— Begin Given information —
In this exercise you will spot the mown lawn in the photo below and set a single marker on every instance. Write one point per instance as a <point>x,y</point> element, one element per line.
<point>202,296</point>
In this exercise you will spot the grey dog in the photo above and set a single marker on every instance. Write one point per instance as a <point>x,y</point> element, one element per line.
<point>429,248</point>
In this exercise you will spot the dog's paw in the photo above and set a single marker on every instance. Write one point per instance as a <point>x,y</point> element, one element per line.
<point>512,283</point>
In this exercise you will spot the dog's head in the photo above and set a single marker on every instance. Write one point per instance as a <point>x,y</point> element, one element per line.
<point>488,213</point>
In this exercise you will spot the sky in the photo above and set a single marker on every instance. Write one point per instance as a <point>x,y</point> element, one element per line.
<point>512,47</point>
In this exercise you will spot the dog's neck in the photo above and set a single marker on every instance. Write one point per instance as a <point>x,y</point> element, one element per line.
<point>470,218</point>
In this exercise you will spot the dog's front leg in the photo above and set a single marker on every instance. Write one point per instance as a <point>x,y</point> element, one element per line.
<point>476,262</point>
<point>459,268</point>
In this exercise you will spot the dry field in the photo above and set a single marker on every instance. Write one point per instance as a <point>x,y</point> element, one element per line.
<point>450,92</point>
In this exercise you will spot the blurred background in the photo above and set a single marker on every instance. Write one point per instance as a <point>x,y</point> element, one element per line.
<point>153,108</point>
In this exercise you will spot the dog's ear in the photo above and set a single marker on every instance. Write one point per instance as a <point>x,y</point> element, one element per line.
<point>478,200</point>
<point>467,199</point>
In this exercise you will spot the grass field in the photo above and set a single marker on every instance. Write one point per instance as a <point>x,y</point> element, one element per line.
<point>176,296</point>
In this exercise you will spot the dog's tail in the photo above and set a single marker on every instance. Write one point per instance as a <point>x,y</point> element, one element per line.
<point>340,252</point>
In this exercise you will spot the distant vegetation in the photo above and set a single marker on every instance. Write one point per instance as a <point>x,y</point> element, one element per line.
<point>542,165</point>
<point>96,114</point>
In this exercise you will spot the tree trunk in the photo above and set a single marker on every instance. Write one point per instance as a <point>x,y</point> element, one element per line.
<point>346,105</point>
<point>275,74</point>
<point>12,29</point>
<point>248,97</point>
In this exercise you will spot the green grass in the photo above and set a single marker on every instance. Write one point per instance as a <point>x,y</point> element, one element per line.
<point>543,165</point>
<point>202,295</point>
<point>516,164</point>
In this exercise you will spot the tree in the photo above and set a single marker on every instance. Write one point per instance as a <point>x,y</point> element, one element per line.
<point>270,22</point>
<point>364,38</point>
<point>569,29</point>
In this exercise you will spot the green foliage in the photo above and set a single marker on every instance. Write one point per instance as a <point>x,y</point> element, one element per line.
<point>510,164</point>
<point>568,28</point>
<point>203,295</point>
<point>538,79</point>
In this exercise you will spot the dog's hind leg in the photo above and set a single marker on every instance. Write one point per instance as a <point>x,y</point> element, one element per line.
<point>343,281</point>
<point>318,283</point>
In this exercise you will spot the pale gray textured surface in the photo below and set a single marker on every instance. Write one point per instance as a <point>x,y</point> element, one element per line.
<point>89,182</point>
— End Given information —
What this task involves:
Please rewrite all of the records above as a numbered list, leaving out any blank lines.

Result below:
1. In this exercise you will spot the mown lawn in the photo below and set a single marker on every instance. Write one point per instance as a <point>x,y</point> element, one element per line.
2. <point>202,296</point>
3. In this exercise you will spot the grey dog in the photo above and set a single marker on every instance. Write one point per instance as a <point>x,y</point> element, one element per line.
4. <point>429,248</point>
5. In this exercise you will spot the dog's paw in the photo above and set a single marker on every instance. Write one point per instance as a <point>x,y</point> element, one element per line.
6. <point>512,283</point>
7. In this exercise you will spot the dog's head in the photo above and set a single marker on every instance. Write one point per instance as a <point>x,y</point> element, one element per line.
8. <point>488,213</point>
9. In this exercise you will spot the sky in the photo above and set a single marker on every instance. Write one point per instance as a <point>x,y</point> element, one element per line.
10. <point>512,47</point>
11. In this exercise you will spot the dog's neck in the photo above and set a single marker on every instance. Write one point per instance as a <point>x,y</point> element, one element per line.
12. <point>470,218</point>
13. In this exercise you will spot the dog's front leg in the photo above and set a single marker on every instance. Write one point per instance as a <point>x,y</point> element, one element per line.
14. <point>476,262</point>
15. <point>459,268</point>
16. In this exercise you will spot the dry field in the photo above and set a single marker on every instance. Write one point per instance as a <point>x,y</point> element, one element per line.
17. <point>450,92</point>
18. In this exercise you will spot the blurred background in the photo above and set a single marker on every instance. Write one point per instance as a <point>x,y</point> element, one element per line.
19. <point>153,108</point>
20. In this exercise you will spot the dog's ear in the photo above and set a single marker on every instance. Write one point per instance as a <point>x,y</point> element, one element per line.
21. <point>478,200</point>
22. <point>467,199</point>
23. In this exercise you will spot the grass field in the photo above and set a single marker on every instance. Write one point per instance as a <point>x,y</point> element, one element per line.
24. <point>176,296</point>
25. In this exercise you will spot the dog's tail in the photo above and set a single marker on every instance. Write one point per instance as a <point>x,y</point> element, one element per line.
26. <point>340,252</point>
27. In this exercise you will spot the distant vegetation in the photo above and set a single marker on every instance. Write one point per instance as a <point>x,y</point> element, one element per line.
28. <point>542,165</point>
29. <point>96,114</point>
30. In this exercise you will spot the tree trunk in the photo above and set a single marker on every instance. Write one point per instance as a <point>x,y</point> element, one element per line.
31. <point>346,105</point>
32. <point>275,74</point>
33. <point>12,29</point>
34. <point>248,97</point>
35. In this exercise you will spot the green grass in the photo above and set a single marker on every instance. Write one point per instance as a <point>x,y</point> element, one element per line.
36. <point>543,165</point>
37. <point>202,295</point>
38. <point>516,164</point>
39. In this exercise you will spot the tree in the photo above and set a single marker on every instance. Write one point per instance as a <point>x,y</point> element, one element per line.
40. <point>270,22</point>
41. <point>364,38</point>
42. <point>569,29</point>
43. In this exercise you will spot the green foliage in the photo above and set a single marker on every instance. Write one point per instance as a <point>x,y</point> element, one element per line.
44. <point>510,164</point>
45. <point>568,28</point>
46. <point>203,295</point>
47. <point>538,79</point>
48. In this exercise you will spot the dog's hind leg in the photo above and set a single marker on every instance. Write one point per instance as a <point>x,y</point> element, one element per line.
49. <point>343,281</point>
50. <point>318,283</point>
51. In this exercise you will spot the pale gray textured surface in the photo below and set a single marker on every instance. Write one point per instance as a <point>x,y</point> element, one element per line.
52. <point>89,182</point>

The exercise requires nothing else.